— START Data rows —
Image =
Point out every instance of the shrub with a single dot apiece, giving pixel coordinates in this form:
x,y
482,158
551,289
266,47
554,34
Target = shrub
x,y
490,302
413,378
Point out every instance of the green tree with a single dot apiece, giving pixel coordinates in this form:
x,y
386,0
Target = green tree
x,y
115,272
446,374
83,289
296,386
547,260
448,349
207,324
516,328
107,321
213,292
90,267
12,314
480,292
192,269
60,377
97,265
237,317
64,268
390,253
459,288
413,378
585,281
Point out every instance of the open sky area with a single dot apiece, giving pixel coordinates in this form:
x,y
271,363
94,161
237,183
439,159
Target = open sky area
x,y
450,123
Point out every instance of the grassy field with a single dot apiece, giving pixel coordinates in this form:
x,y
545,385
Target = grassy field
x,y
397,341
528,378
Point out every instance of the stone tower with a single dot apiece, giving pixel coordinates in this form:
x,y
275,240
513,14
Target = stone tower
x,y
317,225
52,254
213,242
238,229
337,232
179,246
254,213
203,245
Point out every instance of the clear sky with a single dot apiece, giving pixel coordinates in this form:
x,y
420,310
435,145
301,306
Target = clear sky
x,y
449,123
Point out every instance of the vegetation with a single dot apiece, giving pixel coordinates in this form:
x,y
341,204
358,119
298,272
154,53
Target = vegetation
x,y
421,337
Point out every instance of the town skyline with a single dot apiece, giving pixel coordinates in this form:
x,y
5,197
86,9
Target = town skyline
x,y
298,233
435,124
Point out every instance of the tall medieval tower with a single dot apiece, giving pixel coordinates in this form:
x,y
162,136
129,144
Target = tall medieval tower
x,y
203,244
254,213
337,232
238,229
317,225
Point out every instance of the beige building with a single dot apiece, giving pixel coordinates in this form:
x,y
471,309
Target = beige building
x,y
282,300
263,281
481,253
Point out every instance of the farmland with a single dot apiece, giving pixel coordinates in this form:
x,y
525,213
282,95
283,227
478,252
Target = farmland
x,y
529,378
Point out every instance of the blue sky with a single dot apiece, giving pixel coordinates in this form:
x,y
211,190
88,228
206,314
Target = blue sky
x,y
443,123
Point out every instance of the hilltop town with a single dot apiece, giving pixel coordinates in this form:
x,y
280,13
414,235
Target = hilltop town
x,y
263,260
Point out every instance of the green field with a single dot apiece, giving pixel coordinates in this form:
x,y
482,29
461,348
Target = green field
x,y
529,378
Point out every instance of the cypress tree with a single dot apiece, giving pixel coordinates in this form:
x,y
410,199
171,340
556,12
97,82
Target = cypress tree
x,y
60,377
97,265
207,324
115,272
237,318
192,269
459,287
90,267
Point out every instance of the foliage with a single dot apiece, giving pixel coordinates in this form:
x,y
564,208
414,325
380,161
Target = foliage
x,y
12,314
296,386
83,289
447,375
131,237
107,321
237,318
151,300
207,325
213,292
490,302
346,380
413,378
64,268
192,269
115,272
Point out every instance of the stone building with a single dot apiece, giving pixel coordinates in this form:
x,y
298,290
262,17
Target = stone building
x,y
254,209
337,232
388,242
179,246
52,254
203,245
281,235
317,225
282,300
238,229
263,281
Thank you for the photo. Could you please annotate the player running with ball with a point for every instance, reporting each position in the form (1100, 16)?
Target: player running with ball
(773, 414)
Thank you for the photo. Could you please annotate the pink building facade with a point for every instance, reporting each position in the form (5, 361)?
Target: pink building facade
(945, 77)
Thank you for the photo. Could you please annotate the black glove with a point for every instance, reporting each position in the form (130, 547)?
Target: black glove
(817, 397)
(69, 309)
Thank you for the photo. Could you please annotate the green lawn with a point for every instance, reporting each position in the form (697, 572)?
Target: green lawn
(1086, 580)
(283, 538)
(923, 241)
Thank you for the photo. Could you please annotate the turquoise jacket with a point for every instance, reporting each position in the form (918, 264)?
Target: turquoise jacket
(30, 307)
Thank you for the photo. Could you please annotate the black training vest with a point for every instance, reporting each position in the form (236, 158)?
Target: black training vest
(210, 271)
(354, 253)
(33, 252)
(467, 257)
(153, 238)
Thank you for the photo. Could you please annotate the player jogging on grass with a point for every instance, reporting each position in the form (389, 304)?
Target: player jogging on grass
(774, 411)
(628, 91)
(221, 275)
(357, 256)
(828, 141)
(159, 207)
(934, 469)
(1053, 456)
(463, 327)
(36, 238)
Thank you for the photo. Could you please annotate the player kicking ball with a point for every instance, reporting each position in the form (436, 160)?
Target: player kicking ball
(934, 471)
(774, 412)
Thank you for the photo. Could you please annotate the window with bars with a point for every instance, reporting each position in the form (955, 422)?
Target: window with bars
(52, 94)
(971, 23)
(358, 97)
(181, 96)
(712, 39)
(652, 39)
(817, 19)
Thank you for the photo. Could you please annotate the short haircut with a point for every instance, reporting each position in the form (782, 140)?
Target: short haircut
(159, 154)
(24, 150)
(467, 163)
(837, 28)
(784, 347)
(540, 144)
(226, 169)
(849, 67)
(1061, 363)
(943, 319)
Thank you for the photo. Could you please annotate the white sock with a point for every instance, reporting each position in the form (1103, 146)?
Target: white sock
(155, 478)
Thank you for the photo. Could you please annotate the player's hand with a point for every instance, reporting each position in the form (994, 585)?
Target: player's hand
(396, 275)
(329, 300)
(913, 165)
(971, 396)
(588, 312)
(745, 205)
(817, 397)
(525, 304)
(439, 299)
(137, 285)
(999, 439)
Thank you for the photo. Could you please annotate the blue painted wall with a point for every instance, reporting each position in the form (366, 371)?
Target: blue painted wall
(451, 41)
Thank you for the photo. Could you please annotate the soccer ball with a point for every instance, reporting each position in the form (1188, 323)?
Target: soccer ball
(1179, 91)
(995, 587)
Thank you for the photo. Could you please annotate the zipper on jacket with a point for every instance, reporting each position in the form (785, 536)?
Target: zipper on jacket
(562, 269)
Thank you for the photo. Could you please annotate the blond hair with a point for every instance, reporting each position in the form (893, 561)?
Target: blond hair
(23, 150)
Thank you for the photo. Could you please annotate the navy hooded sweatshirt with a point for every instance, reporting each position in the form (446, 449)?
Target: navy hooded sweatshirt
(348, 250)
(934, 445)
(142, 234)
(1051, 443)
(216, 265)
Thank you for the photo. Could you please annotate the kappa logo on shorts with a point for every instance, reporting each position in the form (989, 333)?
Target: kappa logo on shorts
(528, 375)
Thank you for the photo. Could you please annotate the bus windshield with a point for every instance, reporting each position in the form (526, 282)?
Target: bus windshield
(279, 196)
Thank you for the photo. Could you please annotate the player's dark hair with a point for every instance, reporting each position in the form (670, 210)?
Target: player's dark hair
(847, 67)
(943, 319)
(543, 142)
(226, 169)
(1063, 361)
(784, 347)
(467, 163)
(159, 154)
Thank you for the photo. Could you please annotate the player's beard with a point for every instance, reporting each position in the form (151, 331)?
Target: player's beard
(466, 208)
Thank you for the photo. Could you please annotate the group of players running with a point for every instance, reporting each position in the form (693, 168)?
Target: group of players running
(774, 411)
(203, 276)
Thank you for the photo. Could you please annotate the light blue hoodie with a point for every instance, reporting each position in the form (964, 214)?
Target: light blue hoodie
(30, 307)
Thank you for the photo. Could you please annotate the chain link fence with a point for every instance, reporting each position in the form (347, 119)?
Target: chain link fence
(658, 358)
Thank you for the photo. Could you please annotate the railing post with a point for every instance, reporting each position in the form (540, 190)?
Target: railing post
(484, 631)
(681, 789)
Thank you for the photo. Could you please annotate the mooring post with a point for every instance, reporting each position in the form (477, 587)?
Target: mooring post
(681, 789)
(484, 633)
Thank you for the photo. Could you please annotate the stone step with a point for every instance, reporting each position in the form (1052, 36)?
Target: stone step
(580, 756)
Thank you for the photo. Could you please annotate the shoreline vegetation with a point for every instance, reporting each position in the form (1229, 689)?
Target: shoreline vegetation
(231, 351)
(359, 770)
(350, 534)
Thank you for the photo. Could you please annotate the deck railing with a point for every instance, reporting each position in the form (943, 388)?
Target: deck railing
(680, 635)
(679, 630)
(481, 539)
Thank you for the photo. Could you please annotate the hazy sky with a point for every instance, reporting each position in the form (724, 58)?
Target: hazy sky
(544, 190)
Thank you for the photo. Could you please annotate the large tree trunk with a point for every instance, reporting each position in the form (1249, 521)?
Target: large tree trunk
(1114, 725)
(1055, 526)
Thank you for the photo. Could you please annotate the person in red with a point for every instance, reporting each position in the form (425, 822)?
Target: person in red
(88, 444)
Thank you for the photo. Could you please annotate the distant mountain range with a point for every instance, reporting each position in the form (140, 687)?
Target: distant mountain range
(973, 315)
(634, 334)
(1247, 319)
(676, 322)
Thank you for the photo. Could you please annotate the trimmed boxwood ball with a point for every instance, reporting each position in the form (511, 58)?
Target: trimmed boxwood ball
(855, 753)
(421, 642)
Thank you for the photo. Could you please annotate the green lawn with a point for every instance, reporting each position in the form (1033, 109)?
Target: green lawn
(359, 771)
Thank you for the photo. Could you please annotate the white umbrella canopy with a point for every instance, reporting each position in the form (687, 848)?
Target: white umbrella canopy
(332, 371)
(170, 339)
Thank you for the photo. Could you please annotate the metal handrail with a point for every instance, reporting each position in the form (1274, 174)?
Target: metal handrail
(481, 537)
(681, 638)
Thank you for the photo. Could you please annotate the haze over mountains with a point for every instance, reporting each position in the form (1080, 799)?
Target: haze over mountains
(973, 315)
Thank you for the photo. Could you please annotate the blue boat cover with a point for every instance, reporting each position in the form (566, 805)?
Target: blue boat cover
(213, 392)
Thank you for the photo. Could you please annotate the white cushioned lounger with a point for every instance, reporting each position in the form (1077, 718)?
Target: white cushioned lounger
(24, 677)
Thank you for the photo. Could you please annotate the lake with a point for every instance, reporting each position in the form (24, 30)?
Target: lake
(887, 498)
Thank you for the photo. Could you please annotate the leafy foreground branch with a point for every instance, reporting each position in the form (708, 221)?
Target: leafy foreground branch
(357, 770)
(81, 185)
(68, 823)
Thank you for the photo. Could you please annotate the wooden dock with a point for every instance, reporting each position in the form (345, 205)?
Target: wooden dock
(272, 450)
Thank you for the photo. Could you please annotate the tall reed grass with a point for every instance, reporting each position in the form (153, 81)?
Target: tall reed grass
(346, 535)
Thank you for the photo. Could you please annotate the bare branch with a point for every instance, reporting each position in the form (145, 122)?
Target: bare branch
— END Data rows —
:: Problem to work on ::
Copy every line of the records, without changes, from the line containing "Thank you for the photo. Could you please annotate the leafy" down to the end of the records, including both the first and the last line.

:: Full answer ::
Thank you for the photo. Could you please annotate the leafy foreground branch with a point for every instance, reporting each position in the form (708, 221)?
Target: leafy foreground branch
(357, 770)
(81, 185)
(68, 823)
Thank you for the photo. Could you please annotate the wooden dock with a point for every instance, reporting each position in the form (345, 205)?
Target: wooden dock
(272, 450)
Thank you for the photo. Could you please annotate the tall reed grass with a point for every instance, reporting each position in the form (153, 81)?
Target: tall reed grass
(346, 535)
Thank you for the photo. Could you please annotate the bare branch with a point for every instance, reporting each position in the form (145, 122)?
Target: bare branch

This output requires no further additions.